start Records for this task

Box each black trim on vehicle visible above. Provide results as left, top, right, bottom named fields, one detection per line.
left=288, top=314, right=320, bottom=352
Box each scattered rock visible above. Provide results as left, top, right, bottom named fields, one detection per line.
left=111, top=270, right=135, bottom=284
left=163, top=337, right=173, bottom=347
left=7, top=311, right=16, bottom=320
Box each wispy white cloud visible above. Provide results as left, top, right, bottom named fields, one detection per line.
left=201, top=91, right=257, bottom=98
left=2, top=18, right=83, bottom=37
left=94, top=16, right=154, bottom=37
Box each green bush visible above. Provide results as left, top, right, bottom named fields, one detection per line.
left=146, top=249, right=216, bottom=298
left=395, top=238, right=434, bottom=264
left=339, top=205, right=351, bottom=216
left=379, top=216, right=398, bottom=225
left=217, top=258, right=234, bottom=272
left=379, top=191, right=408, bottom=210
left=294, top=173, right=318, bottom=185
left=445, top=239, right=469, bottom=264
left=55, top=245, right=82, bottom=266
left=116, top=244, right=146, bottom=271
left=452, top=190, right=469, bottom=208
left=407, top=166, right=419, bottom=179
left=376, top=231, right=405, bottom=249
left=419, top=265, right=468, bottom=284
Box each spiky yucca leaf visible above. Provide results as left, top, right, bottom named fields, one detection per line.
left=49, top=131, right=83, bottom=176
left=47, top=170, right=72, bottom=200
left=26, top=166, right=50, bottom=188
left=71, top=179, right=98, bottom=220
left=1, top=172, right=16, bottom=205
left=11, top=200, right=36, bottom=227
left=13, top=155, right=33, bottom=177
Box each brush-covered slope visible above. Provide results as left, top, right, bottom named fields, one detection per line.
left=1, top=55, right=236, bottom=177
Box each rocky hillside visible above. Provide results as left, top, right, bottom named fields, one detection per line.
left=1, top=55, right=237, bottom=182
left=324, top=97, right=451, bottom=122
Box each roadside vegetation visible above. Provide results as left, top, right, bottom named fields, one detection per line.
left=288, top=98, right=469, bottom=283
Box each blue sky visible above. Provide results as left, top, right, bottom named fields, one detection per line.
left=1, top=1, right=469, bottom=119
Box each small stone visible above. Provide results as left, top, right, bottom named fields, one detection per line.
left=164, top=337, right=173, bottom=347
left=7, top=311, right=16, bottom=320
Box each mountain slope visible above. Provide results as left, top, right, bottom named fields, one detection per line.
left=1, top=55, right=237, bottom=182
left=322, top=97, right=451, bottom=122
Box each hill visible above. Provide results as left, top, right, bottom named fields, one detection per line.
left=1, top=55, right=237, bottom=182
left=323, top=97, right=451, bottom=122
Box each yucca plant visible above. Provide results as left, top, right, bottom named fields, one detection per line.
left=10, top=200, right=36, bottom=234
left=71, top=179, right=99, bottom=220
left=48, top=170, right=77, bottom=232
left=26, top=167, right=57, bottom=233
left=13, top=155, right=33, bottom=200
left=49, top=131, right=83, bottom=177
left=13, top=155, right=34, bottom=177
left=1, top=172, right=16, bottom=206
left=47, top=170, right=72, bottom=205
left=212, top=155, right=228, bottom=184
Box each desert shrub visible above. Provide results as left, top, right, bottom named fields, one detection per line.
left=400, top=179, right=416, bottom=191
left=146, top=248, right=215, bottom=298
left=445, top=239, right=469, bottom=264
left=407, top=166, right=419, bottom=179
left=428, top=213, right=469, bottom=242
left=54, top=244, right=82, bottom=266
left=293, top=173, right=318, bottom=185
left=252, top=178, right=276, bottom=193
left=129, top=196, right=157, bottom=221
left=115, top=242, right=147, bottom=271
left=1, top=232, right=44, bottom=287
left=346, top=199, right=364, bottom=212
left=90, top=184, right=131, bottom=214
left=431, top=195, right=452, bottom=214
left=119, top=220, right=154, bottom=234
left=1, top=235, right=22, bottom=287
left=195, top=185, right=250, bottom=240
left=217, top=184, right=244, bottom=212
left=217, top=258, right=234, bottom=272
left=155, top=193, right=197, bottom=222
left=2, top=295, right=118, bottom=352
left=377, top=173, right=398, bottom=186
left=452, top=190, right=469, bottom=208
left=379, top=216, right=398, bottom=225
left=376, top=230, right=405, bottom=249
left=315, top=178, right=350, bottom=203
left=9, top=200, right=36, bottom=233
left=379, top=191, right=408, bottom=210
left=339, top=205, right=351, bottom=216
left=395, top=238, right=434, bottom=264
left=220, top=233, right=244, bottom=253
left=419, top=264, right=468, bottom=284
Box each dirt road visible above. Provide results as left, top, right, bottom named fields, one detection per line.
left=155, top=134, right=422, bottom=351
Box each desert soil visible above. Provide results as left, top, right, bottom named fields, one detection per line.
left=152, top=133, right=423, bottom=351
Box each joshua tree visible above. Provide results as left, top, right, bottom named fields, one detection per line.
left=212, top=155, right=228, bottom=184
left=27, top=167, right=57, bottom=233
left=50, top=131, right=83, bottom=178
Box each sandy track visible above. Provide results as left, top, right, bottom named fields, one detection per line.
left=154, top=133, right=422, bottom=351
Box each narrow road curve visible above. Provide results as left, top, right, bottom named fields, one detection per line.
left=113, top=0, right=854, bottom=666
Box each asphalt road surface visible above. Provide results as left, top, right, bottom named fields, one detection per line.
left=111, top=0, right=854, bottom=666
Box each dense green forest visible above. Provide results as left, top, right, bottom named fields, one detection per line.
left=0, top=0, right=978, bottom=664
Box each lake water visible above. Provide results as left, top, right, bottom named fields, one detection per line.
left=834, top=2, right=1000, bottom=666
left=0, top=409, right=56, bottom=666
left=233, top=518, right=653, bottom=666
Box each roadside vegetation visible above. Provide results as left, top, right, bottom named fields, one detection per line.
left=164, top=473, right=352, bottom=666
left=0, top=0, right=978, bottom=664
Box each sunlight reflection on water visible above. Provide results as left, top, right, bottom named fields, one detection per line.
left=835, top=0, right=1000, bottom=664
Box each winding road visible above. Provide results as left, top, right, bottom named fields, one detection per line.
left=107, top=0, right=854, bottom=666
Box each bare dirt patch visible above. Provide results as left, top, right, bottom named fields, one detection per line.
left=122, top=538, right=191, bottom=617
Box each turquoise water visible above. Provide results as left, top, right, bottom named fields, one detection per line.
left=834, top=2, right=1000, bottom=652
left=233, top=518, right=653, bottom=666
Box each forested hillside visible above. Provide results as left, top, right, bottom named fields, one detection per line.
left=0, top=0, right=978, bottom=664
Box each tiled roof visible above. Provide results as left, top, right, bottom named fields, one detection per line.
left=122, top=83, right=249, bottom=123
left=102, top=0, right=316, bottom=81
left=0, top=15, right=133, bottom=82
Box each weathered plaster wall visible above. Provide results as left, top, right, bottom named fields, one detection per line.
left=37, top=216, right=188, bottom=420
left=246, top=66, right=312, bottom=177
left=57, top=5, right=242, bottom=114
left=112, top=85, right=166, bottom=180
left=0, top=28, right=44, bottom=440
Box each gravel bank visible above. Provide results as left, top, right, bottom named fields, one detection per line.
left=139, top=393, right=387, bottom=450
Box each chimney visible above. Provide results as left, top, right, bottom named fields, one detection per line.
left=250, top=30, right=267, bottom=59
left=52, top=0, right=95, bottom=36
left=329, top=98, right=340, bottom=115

end Records for this task

**Aim of the exercise**:
Copy out the entries verbatim, starting at the line that contains "Box each weathered" and ending with the last line of the entries.

**Task answer**:
Box each weathered plaster wall visible above. Provide results as left, top, right, bottom named fields, one detection per line.
left=37, top=216, right=188, bottom=420
left=246, top=66, right=312, bottom=177
left=57, top=5, right=242, bottom=114
left=112, top=85, right=166, bottom=180
left=0, top=28, right=44, bottom=440
Box each gravel bank visible above. Provide results as left, top, right, bottom named fields, one detection per line.
left=139, top=393, right=387, bottom=450
Box each chimney visible above. Provide results as left, top, right, bottom named fields, one detection per line.
left=250, top=30, right=267, bottom=59
left=52, top=0, right=95, bottom=36
left=329, top=98, right=340, bottom=115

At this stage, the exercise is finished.